**WORK ITEM A:**
Locate every line in the entries that contains the string "clicks" and copy each such line. Matching is case-sensitive.

**PROVIDED PASSAGE:**
------------------------------

# Sad email



## wmn1 (Aug 27, 2014)

I don't know how my 'junk' box just got cluttered with garbage but it did. 

So I get a spam for people to hook up with 'lonely wives' at home even though their husbands are killing themselves to maybe support them. And I know there are many wives travelling to do the same thing so it's all the same for both ides except the 'hookup' part. This email even says that their 'wives are not looking to leave their marriage and will stay with their husbands but they are not ****s for seeking some on the side when the husband is gone'. And to be neutral, you can replace the wife with the husband tag and it all means the same. I call them '****s' and I call the men who do the same 'man*****s'. 

Look, I know it's spam but some of this stuff really happens and it is tragic and disgusting. I almost vomited when going through the 'tag lines' on my junk mail. 

The fact that they have to tell everyone they are 'not ****s' when they truly are and 'won't leave their husbands' as though that's a gift for a husband to lose the biotch who is cheating while he travels long trips on the road just to to come home to a cum pocket who acts like they love them shows how hideous morals have gotten. And again, change up the language per gender. 

I laughed about it but also got angry based on my past on being betrayed


----------



## Mr.Married (Feb 21, 2018)

Are you insane ???? That must be the biggest catfish trap on the planet !!!!!!

There is no woman !!! There is no husband !!!!!!!

Don’t forget to send the cash so she can get a plane ticket to see you !!!!

I can’t believe you even believed it !!!!


----------



## 3Xnocharm (Jun 22, 2012)

If it is a site that really does exist, keep in mind that the Ash-Mad site is an actual thing, so while it is gross and disgusting, gross and disgusting has already existed for years.


----------



## wmn1 (Aug 27, 2014)

Mr.Married said:


> Are you insane ???? That must be the biggest catfish trap on the planet !!!!!!
> 
> There is no woman !!! There is no husband !!!!!!!
> 
> ...


I didn't. I called it spam in my initial post but hahaha


----------



## wmn1 (Aug 27, 2014)

3Xnocharm said:


> If it is a site that really does exist, keep in mind that the Ash-Mad site is an actual thing, so while it is gross and disgusting, gross and disgusting has already existed for years.

------------------------------

**MATERIALS PROVIDED:**
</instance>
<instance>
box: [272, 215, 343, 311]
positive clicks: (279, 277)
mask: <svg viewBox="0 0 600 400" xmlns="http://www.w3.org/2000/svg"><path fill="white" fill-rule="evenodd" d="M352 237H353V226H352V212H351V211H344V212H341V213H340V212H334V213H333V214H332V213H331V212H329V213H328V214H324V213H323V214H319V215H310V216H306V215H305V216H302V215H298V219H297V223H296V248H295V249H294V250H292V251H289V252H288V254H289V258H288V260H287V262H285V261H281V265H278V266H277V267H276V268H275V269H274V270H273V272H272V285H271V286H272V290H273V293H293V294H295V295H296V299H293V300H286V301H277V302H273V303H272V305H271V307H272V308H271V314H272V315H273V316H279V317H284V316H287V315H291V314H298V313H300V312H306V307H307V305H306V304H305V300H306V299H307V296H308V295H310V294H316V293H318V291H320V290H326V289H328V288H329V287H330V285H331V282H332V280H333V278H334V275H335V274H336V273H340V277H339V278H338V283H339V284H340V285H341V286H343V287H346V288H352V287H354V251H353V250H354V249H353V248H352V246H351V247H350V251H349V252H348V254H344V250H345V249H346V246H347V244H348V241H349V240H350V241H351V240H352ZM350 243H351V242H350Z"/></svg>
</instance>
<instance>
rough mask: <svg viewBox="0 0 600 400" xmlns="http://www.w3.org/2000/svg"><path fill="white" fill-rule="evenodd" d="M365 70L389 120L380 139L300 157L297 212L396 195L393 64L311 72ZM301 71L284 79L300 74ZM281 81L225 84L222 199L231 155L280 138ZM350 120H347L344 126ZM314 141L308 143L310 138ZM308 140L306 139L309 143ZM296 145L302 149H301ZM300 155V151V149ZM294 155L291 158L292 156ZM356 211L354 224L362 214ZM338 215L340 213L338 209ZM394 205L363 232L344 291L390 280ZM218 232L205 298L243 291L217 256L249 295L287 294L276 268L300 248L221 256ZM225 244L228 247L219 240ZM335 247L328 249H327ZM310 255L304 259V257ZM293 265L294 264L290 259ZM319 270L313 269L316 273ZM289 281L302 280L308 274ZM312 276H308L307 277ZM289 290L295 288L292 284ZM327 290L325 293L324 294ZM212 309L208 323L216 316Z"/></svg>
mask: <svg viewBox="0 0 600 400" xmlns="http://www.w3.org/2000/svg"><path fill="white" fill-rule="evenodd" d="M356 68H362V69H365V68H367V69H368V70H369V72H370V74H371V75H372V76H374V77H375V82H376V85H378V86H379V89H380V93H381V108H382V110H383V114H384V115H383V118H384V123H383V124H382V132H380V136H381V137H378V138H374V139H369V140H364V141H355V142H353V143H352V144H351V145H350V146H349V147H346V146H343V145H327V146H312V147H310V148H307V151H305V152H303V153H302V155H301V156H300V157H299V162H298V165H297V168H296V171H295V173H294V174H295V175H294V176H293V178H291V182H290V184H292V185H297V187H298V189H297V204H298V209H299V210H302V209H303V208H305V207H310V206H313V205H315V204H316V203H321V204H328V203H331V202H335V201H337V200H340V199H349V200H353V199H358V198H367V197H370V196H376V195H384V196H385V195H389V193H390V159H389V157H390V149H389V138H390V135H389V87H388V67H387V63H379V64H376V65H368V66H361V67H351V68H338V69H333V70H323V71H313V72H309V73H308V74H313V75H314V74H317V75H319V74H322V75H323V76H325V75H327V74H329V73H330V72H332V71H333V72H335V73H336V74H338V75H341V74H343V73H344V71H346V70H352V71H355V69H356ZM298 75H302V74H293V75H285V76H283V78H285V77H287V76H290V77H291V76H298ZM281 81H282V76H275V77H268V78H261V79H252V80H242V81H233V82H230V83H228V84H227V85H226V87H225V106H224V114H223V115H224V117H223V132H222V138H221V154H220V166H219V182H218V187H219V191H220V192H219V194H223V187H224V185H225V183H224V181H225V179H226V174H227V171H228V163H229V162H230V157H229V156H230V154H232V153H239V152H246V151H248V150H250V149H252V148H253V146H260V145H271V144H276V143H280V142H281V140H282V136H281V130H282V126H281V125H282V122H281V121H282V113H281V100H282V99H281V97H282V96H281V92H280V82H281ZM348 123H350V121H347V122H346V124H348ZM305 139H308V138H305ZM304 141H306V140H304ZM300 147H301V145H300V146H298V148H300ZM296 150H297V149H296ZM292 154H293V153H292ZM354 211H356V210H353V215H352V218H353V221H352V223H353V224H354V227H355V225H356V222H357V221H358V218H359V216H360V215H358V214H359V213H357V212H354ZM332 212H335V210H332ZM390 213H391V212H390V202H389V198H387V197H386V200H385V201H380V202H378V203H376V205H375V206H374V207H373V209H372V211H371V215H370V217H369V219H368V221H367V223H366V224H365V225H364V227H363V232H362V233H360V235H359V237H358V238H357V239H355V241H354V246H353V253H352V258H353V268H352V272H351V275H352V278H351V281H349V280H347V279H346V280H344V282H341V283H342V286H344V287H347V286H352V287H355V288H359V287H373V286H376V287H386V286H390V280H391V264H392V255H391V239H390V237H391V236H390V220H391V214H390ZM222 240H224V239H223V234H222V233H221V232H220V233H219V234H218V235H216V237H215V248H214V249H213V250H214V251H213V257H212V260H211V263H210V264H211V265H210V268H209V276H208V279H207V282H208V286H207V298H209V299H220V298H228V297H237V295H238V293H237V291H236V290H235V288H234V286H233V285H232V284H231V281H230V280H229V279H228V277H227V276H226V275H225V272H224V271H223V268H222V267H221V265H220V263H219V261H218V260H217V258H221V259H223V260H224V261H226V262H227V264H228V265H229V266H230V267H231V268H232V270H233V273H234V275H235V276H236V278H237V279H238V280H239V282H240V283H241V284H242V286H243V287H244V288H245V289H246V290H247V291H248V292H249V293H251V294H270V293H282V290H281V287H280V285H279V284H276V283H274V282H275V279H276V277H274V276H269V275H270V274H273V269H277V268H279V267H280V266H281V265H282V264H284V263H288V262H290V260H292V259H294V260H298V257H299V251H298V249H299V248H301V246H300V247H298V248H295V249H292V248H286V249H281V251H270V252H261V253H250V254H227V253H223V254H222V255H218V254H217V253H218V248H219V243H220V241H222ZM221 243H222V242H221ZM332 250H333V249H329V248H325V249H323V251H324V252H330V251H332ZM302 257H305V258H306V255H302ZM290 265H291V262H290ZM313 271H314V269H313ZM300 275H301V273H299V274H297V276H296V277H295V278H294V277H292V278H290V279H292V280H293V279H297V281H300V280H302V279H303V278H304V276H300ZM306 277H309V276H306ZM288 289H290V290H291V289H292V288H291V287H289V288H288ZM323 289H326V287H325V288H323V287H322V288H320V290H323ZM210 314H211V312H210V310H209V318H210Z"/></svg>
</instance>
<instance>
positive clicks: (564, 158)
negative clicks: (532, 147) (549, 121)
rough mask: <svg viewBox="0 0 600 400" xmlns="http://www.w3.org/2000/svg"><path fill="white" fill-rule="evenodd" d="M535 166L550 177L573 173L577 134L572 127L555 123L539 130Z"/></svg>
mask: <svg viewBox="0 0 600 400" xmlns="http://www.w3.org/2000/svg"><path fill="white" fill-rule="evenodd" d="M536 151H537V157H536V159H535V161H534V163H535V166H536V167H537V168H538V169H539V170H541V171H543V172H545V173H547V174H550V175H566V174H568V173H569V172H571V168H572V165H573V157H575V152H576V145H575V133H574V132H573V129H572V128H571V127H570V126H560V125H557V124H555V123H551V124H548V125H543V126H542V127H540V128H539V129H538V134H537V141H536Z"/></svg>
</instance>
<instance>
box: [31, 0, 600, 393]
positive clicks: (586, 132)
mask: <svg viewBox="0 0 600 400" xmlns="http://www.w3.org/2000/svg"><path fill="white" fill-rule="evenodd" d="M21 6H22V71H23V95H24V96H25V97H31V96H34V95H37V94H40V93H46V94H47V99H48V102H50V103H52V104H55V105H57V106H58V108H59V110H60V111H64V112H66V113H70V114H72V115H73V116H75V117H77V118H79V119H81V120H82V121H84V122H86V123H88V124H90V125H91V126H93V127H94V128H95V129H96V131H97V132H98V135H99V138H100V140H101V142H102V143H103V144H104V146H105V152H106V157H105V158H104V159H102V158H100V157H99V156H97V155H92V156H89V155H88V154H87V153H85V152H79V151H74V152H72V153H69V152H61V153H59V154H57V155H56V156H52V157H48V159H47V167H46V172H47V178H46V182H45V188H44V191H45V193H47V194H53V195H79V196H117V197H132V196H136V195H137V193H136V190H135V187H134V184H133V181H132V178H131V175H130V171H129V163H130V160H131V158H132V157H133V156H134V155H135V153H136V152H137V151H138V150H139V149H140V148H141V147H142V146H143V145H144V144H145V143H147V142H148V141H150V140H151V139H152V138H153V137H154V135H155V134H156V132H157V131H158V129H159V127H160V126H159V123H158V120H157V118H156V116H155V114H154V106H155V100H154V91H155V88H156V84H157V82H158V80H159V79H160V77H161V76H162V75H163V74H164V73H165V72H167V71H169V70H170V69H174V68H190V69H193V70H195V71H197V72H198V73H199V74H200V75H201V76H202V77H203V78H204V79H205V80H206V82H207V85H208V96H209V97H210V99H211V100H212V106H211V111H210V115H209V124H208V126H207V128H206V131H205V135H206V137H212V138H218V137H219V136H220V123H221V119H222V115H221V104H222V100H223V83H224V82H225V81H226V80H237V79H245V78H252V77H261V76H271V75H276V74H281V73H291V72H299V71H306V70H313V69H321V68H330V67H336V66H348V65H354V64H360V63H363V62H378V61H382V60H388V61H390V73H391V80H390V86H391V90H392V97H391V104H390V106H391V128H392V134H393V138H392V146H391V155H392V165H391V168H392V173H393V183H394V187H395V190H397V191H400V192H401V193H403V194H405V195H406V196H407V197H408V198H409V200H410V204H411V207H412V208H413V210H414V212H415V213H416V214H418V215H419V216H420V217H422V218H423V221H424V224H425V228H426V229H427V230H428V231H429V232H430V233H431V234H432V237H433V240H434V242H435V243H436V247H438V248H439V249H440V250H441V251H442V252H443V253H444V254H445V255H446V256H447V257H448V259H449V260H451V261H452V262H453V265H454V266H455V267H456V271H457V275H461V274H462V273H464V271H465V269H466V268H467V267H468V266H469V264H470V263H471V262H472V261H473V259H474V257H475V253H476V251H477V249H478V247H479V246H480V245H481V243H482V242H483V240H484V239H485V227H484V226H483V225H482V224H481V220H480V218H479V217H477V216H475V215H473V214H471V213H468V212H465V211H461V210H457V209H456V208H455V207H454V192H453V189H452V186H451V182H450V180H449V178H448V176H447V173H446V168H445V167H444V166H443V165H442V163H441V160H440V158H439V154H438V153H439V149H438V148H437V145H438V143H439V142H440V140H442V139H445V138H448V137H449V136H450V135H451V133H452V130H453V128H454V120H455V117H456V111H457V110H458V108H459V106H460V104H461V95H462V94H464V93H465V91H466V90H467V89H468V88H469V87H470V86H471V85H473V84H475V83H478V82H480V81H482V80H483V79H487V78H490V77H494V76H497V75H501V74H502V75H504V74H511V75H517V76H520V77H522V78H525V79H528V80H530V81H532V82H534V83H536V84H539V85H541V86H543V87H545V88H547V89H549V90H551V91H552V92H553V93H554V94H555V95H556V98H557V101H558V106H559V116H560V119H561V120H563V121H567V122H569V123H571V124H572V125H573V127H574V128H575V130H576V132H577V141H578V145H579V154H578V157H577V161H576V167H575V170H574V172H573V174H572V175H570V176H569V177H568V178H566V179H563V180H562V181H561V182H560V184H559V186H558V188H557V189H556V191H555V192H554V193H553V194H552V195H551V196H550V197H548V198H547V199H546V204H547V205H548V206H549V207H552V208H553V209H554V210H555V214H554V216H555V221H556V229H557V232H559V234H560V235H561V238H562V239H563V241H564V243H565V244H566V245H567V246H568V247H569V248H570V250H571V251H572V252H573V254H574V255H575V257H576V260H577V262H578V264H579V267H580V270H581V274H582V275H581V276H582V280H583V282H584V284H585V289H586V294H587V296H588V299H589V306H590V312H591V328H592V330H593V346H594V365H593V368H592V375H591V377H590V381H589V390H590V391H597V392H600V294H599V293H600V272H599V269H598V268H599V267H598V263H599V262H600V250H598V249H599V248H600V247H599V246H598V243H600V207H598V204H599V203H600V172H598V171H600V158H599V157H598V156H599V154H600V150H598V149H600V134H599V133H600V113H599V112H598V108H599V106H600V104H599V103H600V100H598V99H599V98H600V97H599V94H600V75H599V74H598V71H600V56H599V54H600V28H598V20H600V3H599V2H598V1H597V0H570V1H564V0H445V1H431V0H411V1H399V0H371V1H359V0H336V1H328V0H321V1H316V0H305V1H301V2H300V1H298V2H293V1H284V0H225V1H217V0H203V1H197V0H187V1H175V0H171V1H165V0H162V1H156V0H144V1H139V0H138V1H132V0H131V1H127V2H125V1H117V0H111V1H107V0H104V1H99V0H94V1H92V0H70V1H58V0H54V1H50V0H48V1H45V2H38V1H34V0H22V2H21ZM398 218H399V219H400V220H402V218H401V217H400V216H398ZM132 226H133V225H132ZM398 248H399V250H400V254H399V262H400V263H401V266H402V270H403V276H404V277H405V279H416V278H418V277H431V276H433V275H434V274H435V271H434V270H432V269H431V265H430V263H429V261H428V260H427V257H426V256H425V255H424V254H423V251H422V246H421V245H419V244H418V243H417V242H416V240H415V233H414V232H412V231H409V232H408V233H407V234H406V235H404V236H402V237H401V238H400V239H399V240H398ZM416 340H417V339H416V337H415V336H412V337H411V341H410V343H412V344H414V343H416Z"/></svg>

------------------------------

**WORK ITEM B:**
According to the forum thread, which site does 3Xnocharm say is an actual thing?

**ANSWER AREA A:**
positive clicks: (279, 277)
positive clicks: (564, 158)
negative clicks: (532, 147) (549, 121)
positive clicks: (586, 132)

**ANSWER AREA B:**
The Ash-Mad site.